This post is part of the series Morality of Communication
Other posts in this series:
In my last post, I discussed accidental deception and showed that it was wrong if reasonable precautions were not taken to avoid it. Intentional deception has two forms. In one, the message understood by the sender is deceptive and in the other, the message understood by the recipient is deceptive. The moral acceptability of one form of intentional deception does not imply the moral acceptability of the other form. There are situations under which the second form of intentional deception is morally permissible.
If someone understands a message differently from the sender and the sender knows this, there are several reasons for this difference. One of those reasons is information that the sender knows, but that the recipient does not know. If this information is private and the recipient does not have the right to share it, then he cannot correct the understanding of the sender. If he needs the sender to do something that requires referencing that fact, then he cannot correct the persons understanding. Since he intentionally does all of this, he is intentionally deceiving the person. Suppose that the sender is a counselor named Bob. The recipient is a mailman named Steve. Steve is delivering mail that is about one of Bob’s patients. Bob cannot speak about his patients to Steve. Bob is helping a patient who has a phobia about bills, and has those bills delivered to Bob. Steve falsely believes that he is delivering Bob’s bills. Bob encourages this belief by treating the bills as if they were his. There is nothing wrong with this activity because Steve has no right to know anything about Bob’s clients.

EXTRACTED ENTRIES ▸

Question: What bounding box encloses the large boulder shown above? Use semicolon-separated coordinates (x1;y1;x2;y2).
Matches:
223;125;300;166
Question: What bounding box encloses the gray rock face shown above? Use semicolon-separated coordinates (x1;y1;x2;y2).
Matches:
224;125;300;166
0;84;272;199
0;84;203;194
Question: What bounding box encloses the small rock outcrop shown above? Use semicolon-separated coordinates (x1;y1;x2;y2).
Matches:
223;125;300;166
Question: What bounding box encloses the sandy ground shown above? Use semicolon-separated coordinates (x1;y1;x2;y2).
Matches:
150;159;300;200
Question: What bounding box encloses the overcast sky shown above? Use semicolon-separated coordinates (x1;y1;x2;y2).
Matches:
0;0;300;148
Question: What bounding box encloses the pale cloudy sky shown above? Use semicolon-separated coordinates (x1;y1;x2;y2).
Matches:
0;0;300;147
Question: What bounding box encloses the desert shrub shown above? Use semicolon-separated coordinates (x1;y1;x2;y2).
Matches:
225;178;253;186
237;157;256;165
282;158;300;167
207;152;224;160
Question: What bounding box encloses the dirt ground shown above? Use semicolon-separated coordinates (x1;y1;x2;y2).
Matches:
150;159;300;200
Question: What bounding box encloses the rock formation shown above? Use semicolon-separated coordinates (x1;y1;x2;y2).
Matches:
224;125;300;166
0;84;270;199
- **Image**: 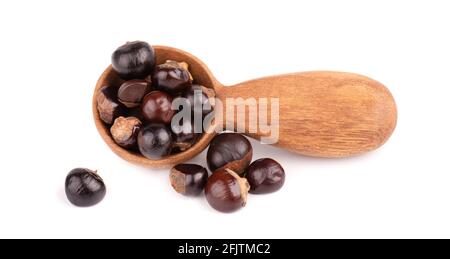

REQUIRED ACTION A ▸ In the post on intentional deception, what is Bob's patient afraid of?
REQUIRED ACTION B ▸ Extend the post on intentional deception from where it stops.

ANSWER AREA A ▸ Bills.

ANSWER AREA B ▸
This is an example of the second form of deception because there is nothing in the activity of handling bills that means it is one’s own bills. For Bob, and for any client that knew of this, his handling of these bills says nothing about whether or not the bills are his. On the other hand, Steve sees these activities and believes that the bills belong to Bob because he lacks the knowledge that Bob has. Since correcting Steve’s misconceptions requires breaking confidences, it would not be moral to do so. By knowing all of this, Bob is intentionally deceiving Steve. The choice is between intentional deception and breaking confidences. In this case, intentional deception is the better choice.